Records from a data source:
§

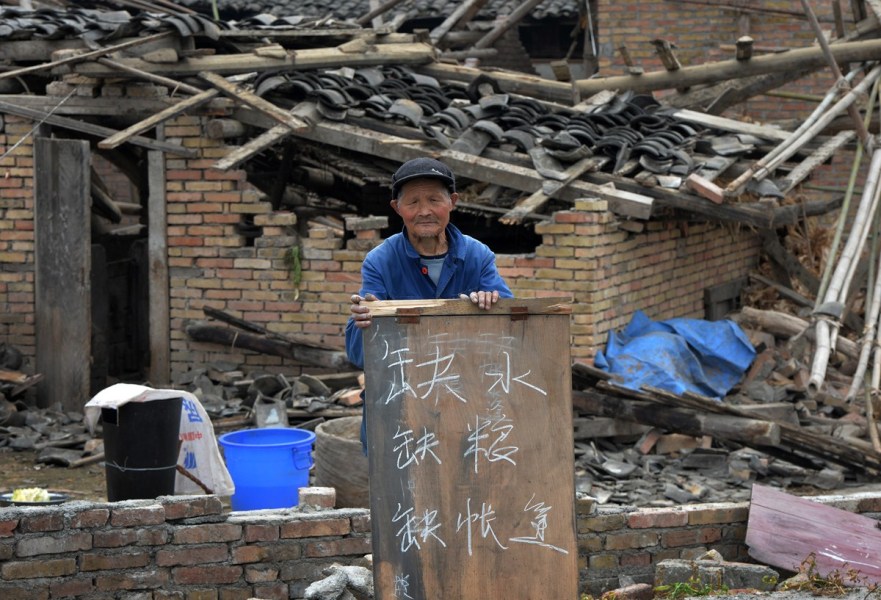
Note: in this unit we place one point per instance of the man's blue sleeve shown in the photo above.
(371, 283)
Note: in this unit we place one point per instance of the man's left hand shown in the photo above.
(484, 300)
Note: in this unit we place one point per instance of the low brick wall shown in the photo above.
(191, 548)
(172, 548)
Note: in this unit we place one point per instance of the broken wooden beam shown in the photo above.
(87, 55)
(306, 112)
(800, 59)
(221, 129)
(231, 338)
(785, 531)
(664, 50)
(369, 142)
(510, 82)
(120, 137)
(92, 129)
(251, 99)
(786, 325)
(819, 156)
(540, 197)
(749, 431)
(310, 58)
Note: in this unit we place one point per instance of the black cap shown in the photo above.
(421, 168)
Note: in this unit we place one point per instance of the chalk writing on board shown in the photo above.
(439, 376)
(485, 518)
(503, 376)
(399, 385)
(416, 529)
(402, 586)
(486, 440)
(539, 525)
(407, 455)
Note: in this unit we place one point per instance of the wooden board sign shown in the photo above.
(469, 427)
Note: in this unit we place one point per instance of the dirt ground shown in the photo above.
(20, 469)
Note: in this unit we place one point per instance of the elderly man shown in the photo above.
(430, 258)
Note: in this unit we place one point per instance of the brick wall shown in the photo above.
(611, 273)
(172, 548)
(17, 235)
(190, 547)
(699, 29)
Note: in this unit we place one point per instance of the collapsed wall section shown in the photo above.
(189, 546)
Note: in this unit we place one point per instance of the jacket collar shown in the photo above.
(456, 248)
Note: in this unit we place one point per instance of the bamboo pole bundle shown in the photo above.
(812, 126)
(826, 329)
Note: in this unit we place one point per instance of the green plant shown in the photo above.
(692, 587)
(835, 583)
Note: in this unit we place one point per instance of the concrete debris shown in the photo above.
(715, 573)
(342, 583)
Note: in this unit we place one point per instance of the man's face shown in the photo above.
(425, 206)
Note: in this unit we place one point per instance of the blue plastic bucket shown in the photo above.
(268, 466)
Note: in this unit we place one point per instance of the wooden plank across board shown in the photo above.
(784, 530)
(469, 427)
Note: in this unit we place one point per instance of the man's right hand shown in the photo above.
(360, 313)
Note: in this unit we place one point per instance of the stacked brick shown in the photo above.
(610, 273)
(699, 29)
(17, 234)
(623, 541)
(173, 548)
(189, 547)
(227, 249)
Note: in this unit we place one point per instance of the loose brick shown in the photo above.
(58, 567)
(207, 533)
(96, 517)
(184, 507)
(631, 541)
(340, 547)
(602, 523)
(708, 514)
(315, 528)
(251, 554)
(70, 588)
(23, 592)
(192, 555)
(603, 561)
(128, 537)
(149, 579)
(321, 497)
(276, 591)
(260, 533)
(209, 594)
(657, 518)
(114, 561)
(228, 593)
(210, 574)
(137, 515)
(70, 542)
(361, 523)
(257, 575)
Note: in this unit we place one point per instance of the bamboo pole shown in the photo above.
(86, 55)
(826, 328)
(861, 129)
(791, 145)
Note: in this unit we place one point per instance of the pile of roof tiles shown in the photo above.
(631, 131)
(353, 9)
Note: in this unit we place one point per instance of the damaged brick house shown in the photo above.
(264, 210)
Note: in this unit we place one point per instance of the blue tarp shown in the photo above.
(678, 355)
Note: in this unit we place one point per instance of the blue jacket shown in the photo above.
(392, 271)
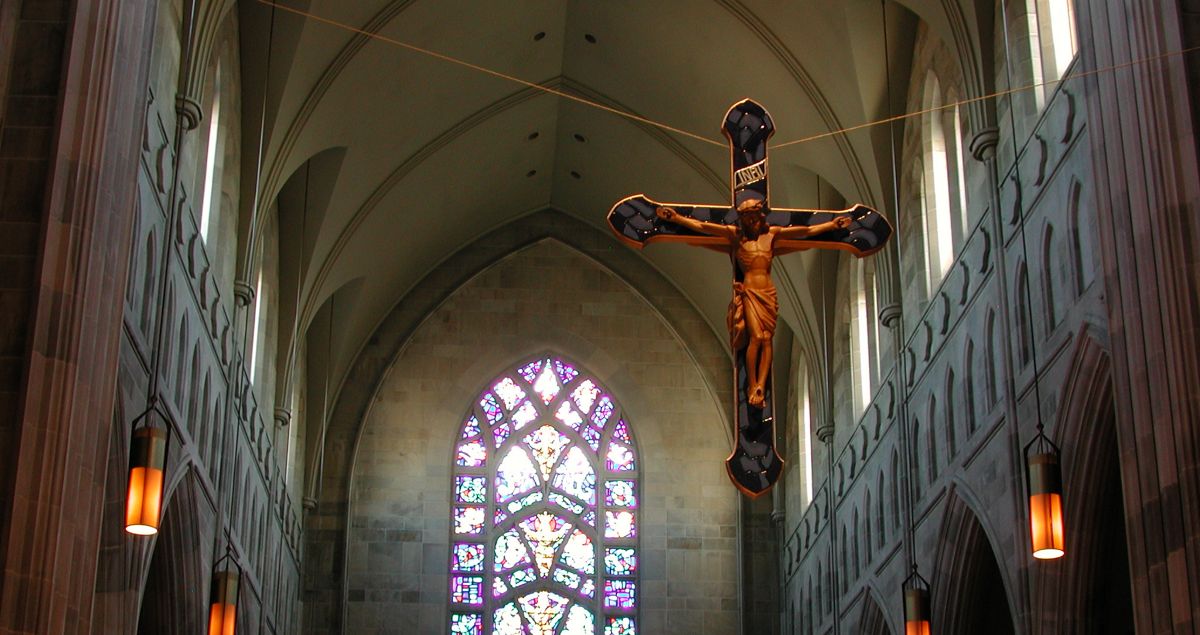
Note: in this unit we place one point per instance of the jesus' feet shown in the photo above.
(757, 396)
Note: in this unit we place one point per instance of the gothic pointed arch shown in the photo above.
(1092, 588)
(971, 594)
(874, 621)
(545, 517)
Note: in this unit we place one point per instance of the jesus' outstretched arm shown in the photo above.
(700, 227)
(801, 232)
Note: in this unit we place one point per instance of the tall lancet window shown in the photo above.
(544, 521)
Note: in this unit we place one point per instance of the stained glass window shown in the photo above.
(545, 508)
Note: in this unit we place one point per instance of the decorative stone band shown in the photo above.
(190, 112)
(983, 145)
(891, 315)
(243, 293)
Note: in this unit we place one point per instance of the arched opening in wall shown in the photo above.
(545, 519)
(971, 595)
(873, 622)
(1109, 599)
(1090, 591)
(172, 600)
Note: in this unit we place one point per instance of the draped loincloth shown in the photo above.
(760, 304)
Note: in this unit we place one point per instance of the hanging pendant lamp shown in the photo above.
(916, 605)
(1044, 480)
(148, 468)
(223, 595)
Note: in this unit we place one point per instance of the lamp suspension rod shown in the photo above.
(907, 454)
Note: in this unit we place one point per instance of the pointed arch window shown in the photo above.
(545, 509)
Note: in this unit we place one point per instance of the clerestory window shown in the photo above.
(545, 509)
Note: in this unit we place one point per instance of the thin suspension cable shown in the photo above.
(492, 72)
(1024, 280)
(995, 95)
(700, 137)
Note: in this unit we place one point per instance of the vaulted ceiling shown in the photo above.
(413, 156)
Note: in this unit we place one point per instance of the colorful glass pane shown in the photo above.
(467, 589)
(579, 553)
(592, 436)
(579, 622)
(529, 371)
(525, 415)
(585, 395)
(510, 551)
(622, 432)
(491, 408)
(619, 525)
(498, 587)
(509, 391)
(522, 577)
(619, 561)
(567, 503)
(565, 577)
(544, 532)
(501, 433)
(547, 445)
(507, 621)
(472, 454)
(576, 477)
(546, 385)
(619, 459)
(621, 493)
(515, 475)
(471, 489)
(565, 371)
(619, 594)
(568, 415)
(468, 520)
(544, 610)
(467, 557)
(466, 624)
(619, 625)
(471, 429)
(604, 411)
(517, 505)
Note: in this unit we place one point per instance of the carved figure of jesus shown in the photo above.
(754, 309)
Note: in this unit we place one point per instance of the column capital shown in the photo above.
(983, 145)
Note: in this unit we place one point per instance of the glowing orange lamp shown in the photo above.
(916, 604)
(148, 466)
(223, 603)
(1044, 477)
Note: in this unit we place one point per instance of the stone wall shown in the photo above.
(546, 297)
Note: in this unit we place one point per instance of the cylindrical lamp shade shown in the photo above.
(148, 463)
(916, 611)
(1045, 505)
(223, 612)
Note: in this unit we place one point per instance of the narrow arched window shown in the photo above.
(545, 508)
(939, 215)
(211, 169)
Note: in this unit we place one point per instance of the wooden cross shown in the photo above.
(751, 233)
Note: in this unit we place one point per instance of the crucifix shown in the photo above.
(751, 233)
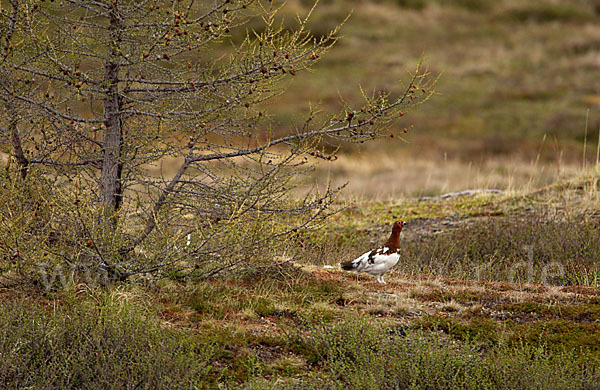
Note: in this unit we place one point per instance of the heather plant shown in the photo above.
(156, 114)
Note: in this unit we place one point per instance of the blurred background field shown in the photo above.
(517, 79)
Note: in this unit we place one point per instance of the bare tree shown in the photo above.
(157, 116)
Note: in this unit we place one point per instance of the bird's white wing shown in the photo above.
(380, 263)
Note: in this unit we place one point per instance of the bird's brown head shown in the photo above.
(397, 228)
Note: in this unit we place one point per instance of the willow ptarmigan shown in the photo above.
(380, 260)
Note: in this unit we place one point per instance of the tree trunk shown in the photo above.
(111, 194)
(15, 140)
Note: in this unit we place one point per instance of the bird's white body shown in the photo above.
(377, 263)
(380, 260)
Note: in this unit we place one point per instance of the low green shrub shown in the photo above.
(107, 346)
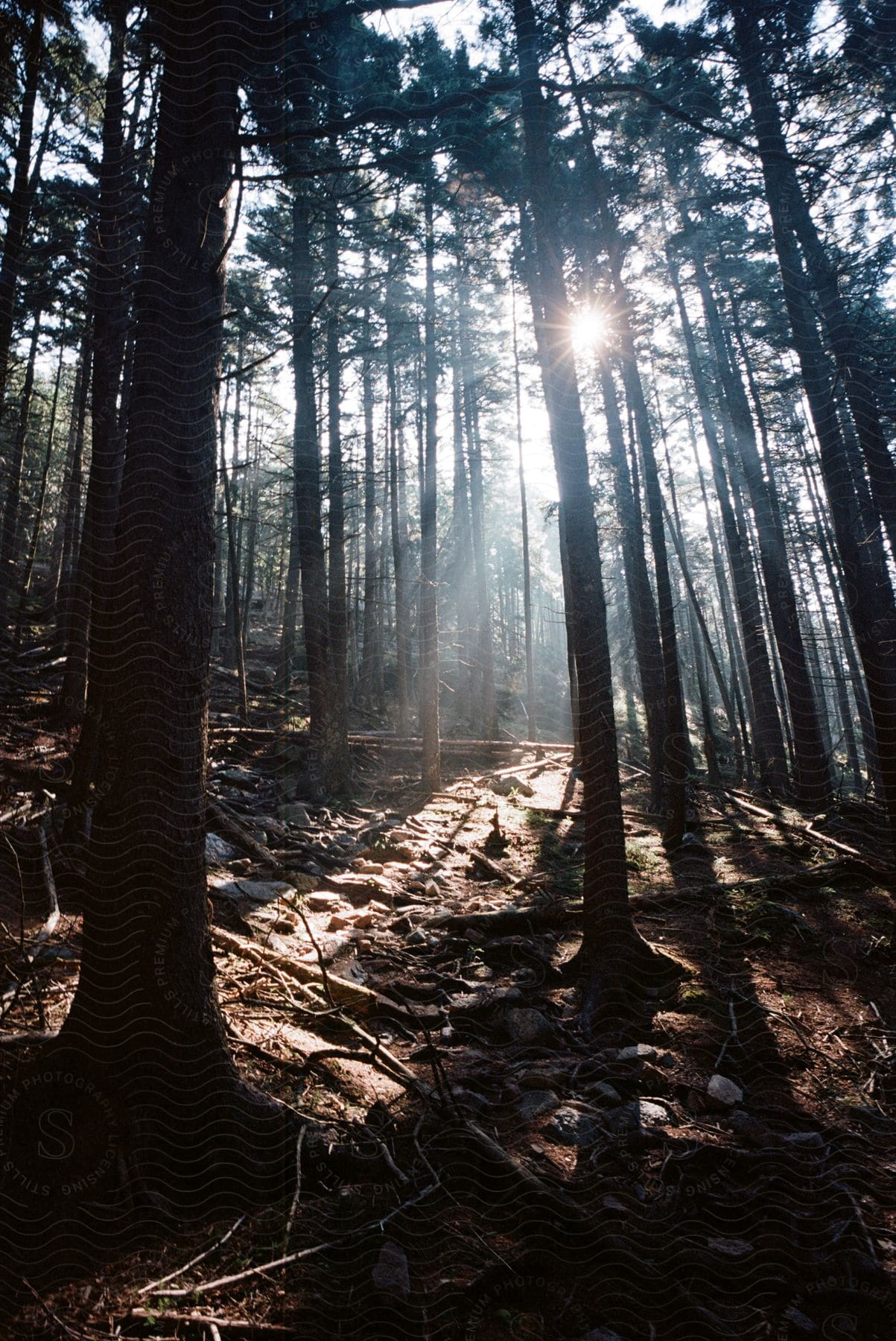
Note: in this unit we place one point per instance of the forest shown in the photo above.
(448, 663)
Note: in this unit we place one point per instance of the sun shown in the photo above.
(588, 329)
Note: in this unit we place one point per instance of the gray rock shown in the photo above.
(529, 1026)
(604, 1093)
(569, 1126)
(723, 1092)
(638, 1053)
(652, 1113)
(219, 851)
(392, 1273)
(503, 786)
(259, 891)
(812, 1140)
(321, 901)
(537, 1103)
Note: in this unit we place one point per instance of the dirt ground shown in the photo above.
(730, 1173)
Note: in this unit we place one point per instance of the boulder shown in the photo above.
(569, 1126)
(723, 1092)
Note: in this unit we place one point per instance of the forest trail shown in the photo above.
(462, 1072)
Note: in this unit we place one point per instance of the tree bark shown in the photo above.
(145, 1018)
(430, 766)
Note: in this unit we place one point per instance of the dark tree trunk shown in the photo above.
(532, 708)
(612, 947)
(20, 197)
(646, 630)
(867, 586)
(768, 734)
(430, 769)
(812, 770)
(790, 211)
(145, 1026)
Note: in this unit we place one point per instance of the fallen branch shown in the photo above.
(207, 1287)
(343, 992)
(492, 866)
(172, 1275)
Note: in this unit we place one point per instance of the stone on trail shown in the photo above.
(569, 1126)
(529, 1026)
(723, 1092)
(217, 851)
(638, 1053)
(503, 786)
(259, 891)
(321, 901)
(537, 1103)
(294, 813)
(392, 1274)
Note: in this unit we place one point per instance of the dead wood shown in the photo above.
(343, 992)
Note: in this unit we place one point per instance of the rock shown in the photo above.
(259, 891)
(529, 1026)
(217, 851)
(752, 1129)
(392, 1274)
(537, 1103)
(652, 1113)
(731, 1247)
(653, 1081)
(323, 903)
(294, 813)
(810, 1140)
(343, 922)
(503, 786)
(604, 1093)
(638, 1053)
(569, 1126)
(238, 778)
(640, 1112)
(723, 1092)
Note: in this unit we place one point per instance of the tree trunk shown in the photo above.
(532, 707)
(20, 197)
(430, 767)
(812, 769)
(612, 948)
(145, 1027)
(768, 735)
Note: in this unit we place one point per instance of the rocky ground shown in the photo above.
(392, 968)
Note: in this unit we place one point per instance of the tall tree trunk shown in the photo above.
(812, 770)
(532, 707)
(337, 746)
(768, 734)
(430, 767)
(646, 630)
(20, 197)
(145, 1018)
(110, 290)
(790, 209)
(485, 652)
(612, 947)
(867, 586)
(11, 510)
(396, 516)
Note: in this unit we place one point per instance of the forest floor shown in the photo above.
(538, 1187)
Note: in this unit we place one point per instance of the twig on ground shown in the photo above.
(207, 1287)
(219, 1243)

§

### Problem statement
Every line from the one with "on ground shown in the photo above." through the last line of the records above should be returned exactly, please, and no others.

### Your solution
Note: in this unit we place one point per instance of the twig on ground shown in the photo above.
(207, 1287)
(219, 1243)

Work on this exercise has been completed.